Exercise text:

Skip to content

Cart

Your cart is empty

Article: What are coffee tasting notes?

Image of Loring Roaster dropping beans after roast.
Education

What are coffee tasting notes?

The unique and distinct flavors that span our coffee selection come from the type of bean we use and our roasting process. The tasting notes on our labels are only descriptors, we never add any flavor to our coffee!  

Because everyone’s senses are different, it can often be difficult to pin down a coffee’s precise flavor. Much like the food we eat, coffee is very chemically complex and we experience it through gustation (taste) and olfaction (smell). When coffee is brewed, it is around 98.5% water, so the tiny amount of dissolved solids, oils, and strong aromatic compounds in the brew pack quite the punch. Bringing those flavors to life is quite a complex process involving many chemical reactions.

Data to examine:
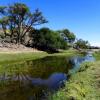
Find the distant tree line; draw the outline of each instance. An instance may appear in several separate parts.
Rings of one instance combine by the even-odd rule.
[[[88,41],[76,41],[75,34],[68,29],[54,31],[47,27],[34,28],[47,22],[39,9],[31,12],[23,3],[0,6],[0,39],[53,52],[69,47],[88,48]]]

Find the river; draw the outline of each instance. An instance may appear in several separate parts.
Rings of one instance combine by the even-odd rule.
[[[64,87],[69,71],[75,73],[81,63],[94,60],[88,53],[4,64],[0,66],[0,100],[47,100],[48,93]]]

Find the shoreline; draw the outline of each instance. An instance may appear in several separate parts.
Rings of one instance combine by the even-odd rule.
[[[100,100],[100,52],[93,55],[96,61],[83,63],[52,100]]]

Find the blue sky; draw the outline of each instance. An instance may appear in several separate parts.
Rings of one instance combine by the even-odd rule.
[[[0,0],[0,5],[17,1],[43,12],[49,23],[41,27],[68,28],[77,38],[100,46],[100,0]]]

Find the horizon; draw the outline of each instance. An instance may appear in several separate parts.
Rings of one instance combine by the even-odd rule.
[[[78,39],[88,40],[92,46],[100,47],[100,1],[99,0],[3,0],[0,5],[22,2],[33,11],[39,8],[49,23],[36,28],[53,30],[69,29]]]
* * *
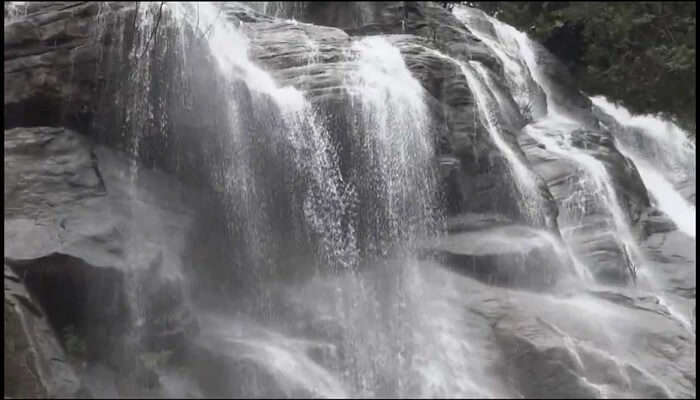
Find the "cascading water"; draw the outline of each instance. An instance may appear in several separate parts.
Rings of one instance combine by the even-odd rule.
* * *
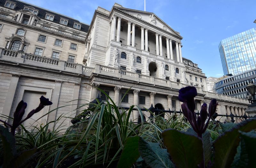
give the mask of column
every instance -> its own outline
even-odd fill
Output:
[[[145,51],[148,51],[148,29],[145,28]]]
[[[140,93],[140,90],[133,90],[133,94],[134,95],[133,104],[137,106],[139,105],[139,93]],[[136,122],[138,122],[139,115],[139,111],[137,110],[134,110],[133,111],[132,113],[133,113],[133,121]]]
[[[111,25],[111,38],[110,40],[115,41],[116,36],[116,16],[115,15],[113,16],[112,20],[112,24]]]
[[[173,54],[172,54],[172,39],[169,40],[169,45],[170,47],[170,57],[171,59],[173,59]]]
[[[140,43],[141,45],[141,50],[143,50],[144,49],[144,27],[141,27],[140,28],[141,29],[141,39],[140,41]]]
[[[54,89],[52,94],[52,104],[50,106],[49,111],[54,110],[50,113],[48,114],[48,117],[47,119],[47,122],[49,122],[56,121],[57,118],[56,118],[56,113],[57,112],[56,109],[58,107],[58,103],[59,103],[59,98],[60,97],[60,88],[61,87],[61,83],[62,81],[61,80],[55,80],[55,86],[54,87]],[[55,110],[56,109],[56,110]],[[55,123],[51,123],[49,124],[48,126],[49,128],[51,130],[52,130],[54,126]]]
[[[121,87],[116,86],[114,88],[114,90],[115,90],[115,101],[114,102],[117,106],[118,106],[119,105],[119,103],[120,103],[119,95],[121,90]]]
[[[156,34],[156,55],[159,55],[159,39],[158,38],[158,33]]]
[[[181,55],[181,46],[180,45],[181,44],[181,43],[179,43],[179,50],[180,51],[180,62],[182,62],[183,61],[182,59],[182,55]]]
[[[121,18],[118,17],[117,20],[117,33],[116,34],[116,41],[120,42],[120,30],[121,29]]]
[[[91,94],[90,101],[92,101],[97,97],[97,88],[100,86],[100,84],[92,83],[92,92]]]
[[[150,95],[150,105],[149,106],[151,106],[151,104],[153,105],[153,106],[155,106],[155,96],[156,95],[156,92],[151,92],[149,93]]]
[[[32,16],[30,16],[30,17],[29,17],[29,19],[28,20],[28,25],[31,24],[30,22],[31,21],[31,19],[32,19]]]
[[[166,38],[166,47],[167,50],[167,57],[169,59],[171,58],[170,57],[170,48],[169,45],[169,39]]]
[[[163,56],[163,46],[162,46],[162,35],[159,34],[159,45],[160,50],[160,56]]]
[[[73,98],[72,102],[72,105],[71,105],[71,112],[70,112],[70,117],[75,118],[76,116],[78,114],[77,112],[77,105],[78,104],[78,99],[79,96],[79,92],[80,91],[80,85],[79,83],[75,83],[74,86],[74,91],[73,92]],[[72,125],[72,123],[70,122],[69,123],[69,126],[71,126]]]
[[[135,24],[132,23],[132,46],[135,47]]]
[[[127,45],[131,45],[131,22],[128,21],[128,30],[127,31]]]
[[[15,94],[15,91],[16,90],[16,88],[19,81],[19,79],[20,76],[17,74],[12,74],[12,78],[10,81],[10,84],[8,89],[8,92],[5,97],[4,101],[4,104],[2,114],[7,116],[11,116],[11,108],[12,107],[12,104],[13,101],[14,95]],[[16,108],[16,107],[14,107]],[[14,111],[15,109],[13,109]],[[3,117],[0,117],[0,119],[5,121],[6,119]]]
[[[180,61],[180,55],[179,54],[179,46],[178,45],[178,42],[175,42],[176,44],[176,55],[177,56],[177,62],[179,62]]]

What is expected: Reproduce a passage from the article on coffee tasting notes word for word, beginning at the words that contain "Image of Loring" and stopping after "many chemical reactions.". The items are separate material and have no connection to the article on coffee tasting notes.

Solution to this problem:
Image of Loring Roaster dropping beans after roast.
Education

What are coffee tasting notes?

The unique and distinct flavors that span our coffee selection come from the type of bean we use and our roasting process. The tasting notes on our labels are only descriptors, we never add any flavor to our coffee!  

Because everyone’s senses are different, it can often be difficult to pin down a coffee’s precise flavor. Much like the food we eat, coffee is very chemically complex and we experience it through gustation (taste) and olfaction (smell). When coffee is brewed, it is around 98.5% water, so the tiny amount of dissolved solids, oils, and strong aromatic compounds in the brew pack quite the punch. Bringing those flavors to life is quite a complex process involving many chemical reactions.